◆ PROBLEM ◆
Reproduce the following records verbatim, keeping every line unchanged and in the same order.

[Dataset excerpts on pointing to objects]
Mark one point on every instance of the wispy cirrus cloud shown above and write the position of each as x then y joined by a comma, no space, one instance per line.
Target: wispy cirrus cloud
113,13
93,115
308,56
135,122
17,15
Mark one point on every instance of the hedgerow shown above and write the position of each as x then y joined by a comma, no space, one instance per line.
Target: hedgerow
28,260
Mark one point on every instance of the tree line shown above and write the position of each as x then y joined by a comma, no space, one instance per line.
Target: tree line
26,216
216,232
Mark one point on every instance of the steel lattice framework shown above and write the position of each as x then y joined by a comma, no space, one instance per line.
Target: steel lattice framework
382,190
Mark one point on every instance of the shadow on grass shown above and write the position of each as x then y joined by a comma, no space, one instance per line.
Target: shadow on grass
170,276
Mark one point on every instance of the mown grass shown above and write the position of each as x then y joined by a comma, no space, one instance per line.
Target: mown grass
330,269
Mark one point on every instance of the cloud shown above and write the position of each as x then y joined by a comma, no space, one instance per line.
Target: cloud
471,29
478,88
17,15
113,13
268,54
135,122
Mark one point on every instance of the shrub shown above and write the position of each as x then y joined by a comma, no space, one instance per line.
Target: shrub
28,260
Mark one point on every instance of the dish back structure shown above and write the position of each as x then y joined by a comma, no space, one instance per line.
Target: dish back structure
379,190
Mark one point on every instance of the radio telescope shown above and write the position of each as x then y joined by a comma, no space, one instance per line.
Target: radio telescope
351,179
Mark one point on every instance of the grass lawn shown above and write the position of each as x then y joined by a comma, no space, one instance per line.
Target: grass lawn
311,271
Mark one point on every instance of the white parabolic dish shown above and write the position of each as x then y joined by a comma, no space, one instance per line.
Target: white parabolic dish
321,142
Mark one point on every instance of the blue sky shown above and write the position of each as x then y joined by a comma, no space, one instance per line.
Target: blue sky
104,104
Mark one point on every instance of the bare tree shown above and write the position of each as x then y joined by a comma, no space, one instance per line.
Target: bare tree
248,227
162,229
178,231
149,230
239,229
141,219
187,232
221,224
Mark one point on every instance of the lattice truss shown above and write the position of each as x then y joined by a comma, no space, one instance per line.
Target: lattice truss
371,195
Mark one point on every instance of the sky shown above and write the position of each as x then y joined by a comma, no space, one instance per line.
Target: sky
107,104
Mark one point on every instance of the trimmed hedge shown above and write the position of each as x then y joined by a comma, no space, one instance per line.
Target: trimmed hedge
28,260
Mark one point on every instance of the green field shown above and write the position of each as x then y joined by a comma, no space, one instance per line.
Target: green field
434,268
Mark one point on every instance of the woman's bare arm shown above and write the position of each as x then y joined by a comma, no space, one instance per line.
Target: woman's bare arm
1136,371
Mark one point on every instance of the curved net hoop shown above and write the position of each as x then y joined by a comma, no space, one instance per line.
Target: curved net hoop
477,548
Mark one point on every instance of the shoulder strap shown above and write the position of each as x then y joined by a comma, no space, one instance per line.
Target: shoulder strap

◆ EXERCISE RESPONSE ◆
Mark one point on every instance of the wispy cirrus cloud shown above and write the position of each as x then y joined by a comma, no space, one instance per line.
Target: wispy cirrus cloud
113,13
93,115
308,56
135,122
17,15
Mark one point on every instance of the hedgerow shown above and write the position of each as x then y joined by a comma, no space, one instance per line.
Target: hedgerow
28,260
Mark one point on every instance of the tree line shown above and write the position of each as x then y joined by a comma, no space, one instance per line.
Target: tree line
26,216
216,232
Mark one point on every instance of the steel lattice framework shown above and write the position of each as x then y joined by a comma, no space, one instance per line.
Target: steel lattice framework
382,190
Mark one point on every instance of the shadow on grass shown above and write the position of each as x then y joined by a comma, no space, one instance per line.
Target: shadow on grass
170,276
Mark one point on every instance of the mown grass shown above and write the position of each as x then y joined by a comma, no space, one instance per line.
Target: mown grass
330,269
Mark one point on every instance of the cloud shown above and write the position of each as x then y joined by a comma, no space, one instance per line.
Target: cloud
471,29
478,88
17,15
113,13
268,54
135,122
Mark one point on every instance of the shrub shown above and write the position of each as x then y joined by a comma, no space, one instance per line.
Target: shrub
28,260
Mark one point on every instance of the dish back structure shown above and write the position of each as x then y joined by a comma, no space, one instance per line.
Target: dish back structure
379,190
Mark one point on every instance of the radio telescope shown above and write the position of each as x then y joined by a comma, no space, one instance per line.
Target: radio telescope
351,179
Mark one point on every instance of the grass lawn shown above and write the position of each as x then y joined by a comma, no space, one instance per line.
Target: grass lawn
311,271
Mark one point on every instance of the white parabolic dish shown above and write the position of each as x then y joined by a comma, no space, one instance per line.
Target: white parabolic dish
321,142
Mark one point on every instance of the blue sky shown above and write the position of each as x then y joined by a comma, no space, one instance per line.
Target: blue sky
104,104
Mark one point on every instance of the bare tree shown above and write the position of each as x then y joined by a comma, no space, one instance per line.
Target: bare tree
248,227
162,229
178,231
149,230
239,229
141,219
187,232
221,224
Mark one point on every instance of the lattice truss shown above and write the position of each as x then y joined by a comma, no space, one instance per line.
Target: lattice truss
371,195
Mark one point on every instance of the sky shown above and write the position of each as x then y joined by a comma, no space, one instance per line.
Target: sky
107,104
Mark one point on every instance of the trimmed hedge shown above and write the position of each as x then y joined by a comma, no space, one instance per line.
Target: trimmed hedge
28,260
Mark one point on every instance of the green field shown above and write the position of each as x then y joined by a comma, no space, one instance per line.
Target: green field
434,268
Mark one point on every instance of the woman's bare arm shown above and write the position of each as x then y joined by a comma, no space, one instance per line.
Target: woman's bare arm
1136,371
Mark one point on every instance of the curved net hoop shown above and write the position of each as x then y joined by a comma, no space, one instance per line.
Target: curved net hoop
477,548
Mark one point on every instance of the shoulder strap shown above and write the position of each as x then y joined by a comma, no space, one instance per line.
Target: shoulder strap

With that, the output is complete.